* [TASKS TO CARRY OUT]:
a: In the Harrisonburg COVID-19 report, how many people in Virginia had been tested for the virus according to the March 24 breakdown?
b: Print the passage from the Harrisonburg COVID-19 report that opens with the words containing "Dept. of Health" and closes with "to the U.S.".
c: Name every county that the Harrisonburg COVID-19 report says had no confirmed cases.

* [EXCERPT TO READ]:
• • • •

HARRISONBURG, Va. (WHSV) — Positive test results for COVID-19 in the Harrisonburg area are climbing.
According to Dr. Laura Kornegay, with the Central Shenandoah Health District, as of 1:30 p.m. on March 24, they have confirmed four positive or presumptive positive cases of the novel coronavirus in the city of Harrisonburg.
At noon on Tuesday, the Virginia Department of Health updated their state website to show 290 positive or presumptive positive cases of COVID-19 across the commonwealth.
That breakdown listed one of the newest cases in the state's total of 290 in Rockingham County. However, Dr. Kornegay clarified that the new case was in the city of Harrisonburg and said their district was reaching out to VDH to get the state-level dashboard corrected.
As of that time, two cases had been confirmed in Harrisonburg and two cases had been confirmed in Rockingham County.
But an hour and a half later, Kornegay informed WHSV that they had received new positive test results, bringing the total number of cases in the city of Harrisonburg to four.
The total cases in Rockingham County remain at two.
Dr. Kornegay told WHSV that experts are processing more tests for the Harrisonburg area on Tuesday, so results may continue to come in.
Kornegay said that, moving forward, like other health districts across the state, they will not be releasing as much information for every newly confirmed case, including the newest Harrisonburg case. Those detailed releases are instead reserved largely for the first cases identified in counties and cities.
At this time, there have been no cases confirmed in Augusta County, Page County, Shenandoah County, or, in our West Virginia area, in Pendleton, Hardy, or Grant counties.
Dept. of Health investigators have been looking into the two previously confirmed cases in Rockingham County to determine who the patients may have been in contact with to try and determine where the virus was contracted.
The initial case in Harrisonburg was for a patient in their 60s. One of the Rockingham County cases was for a patient in their 30s or 40s.
The other most recently identified Rockingham County case was a JMU student who traveled to Spain over her spring break before returning home early as travel restrictions went into effect. She shared her experience with the coronavirus with WHSV this past weekend, saying she expects many people may not realize they have been infected, like she initially didn't.
She self-quarantined as soon as she returned to the U.S.
Where are the confirmed cases in Virginia?
The Virginia Department of Health updates its state website at noon each day with the new total and a breakdown of the cases by locality. Those numbers are based on the cases that had been submitted to the department by 5 p.m. the previous day, so there is always some lag between when local health districts announce positive test results and when the department's numbers reflect those new results.
The newest Harrisonburg cases will not appear on the VDH website until Wednesday at the earliest.
According to the department's March 24 breakdown, 4,470 people in Virginia had been tested for the virus, with 290 positive results. That testing number was an increase of about 800 from the day before.

• • • •

* [RECORDS]:
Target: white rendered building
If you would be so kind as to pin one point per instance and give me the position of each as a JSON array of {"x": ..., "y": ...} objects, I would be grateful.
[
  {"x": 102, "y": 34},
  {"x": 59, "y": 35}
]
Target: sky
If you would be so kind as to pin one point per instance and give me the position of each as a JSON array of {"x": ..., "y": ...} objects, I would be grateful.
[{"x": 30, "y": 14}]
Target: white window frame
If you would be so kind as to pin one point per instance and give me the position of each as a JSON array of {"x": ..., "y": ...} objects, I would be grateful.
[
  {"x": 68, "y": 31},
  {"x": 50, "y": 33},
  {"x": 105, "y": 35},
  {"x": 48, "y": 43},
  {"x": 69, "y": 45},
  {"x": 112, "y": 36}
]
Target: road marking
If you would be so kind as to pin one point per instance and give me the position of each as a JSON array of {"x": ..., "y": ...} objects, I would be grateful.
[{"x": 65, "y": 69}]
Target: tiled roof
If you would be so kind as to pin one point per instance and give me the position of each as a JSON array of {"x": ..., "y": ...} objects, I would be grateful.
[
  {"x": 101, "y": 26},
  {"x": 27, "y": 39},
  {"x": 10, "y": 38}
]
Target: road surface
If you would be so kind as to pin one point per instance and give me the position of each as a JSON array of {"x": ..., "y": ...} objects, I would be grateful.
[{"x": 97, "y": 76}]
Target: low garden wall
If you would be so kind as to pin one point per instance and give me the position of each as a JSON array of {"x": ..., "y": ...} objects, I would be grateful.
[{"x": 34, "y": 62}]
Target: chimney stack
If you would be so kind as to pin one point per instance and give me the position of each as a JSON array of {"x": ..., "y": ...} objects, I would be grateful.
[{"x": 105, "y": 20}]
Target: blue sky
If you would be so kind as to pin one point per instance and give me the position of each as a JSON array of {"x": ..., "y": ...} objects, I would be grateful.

• • • •

* [RESULTS]:
a: According to the March 24 breakdown, 4,470 people in Virginia had been tested for the virus.

b:
Dept. of Health investigators have been looking into the two previously confirmed cases in Rockingham County to determine who the patients may have been in contact with to try and determine where the virus was contracted.
The initial case in Harrisonburg was for a patient in their 60s. One of the Rockingham County cases was for a patient in their 30s or 40s.
The other most recently identified Rockingham County case was a JMU student who traveled to Spain over her spring break before returning home early as travel restrictions went into effect. She shared her experience with the coronavirus with WHSV this past weekend, saying she expects many people may not realize they have been infected, like she initially didn't.
She self-quarantined as soon as she returned to the U.S.

c: Augusta County, Page County, Shenandoah County, Pendleton County, Hardy County, and Grant County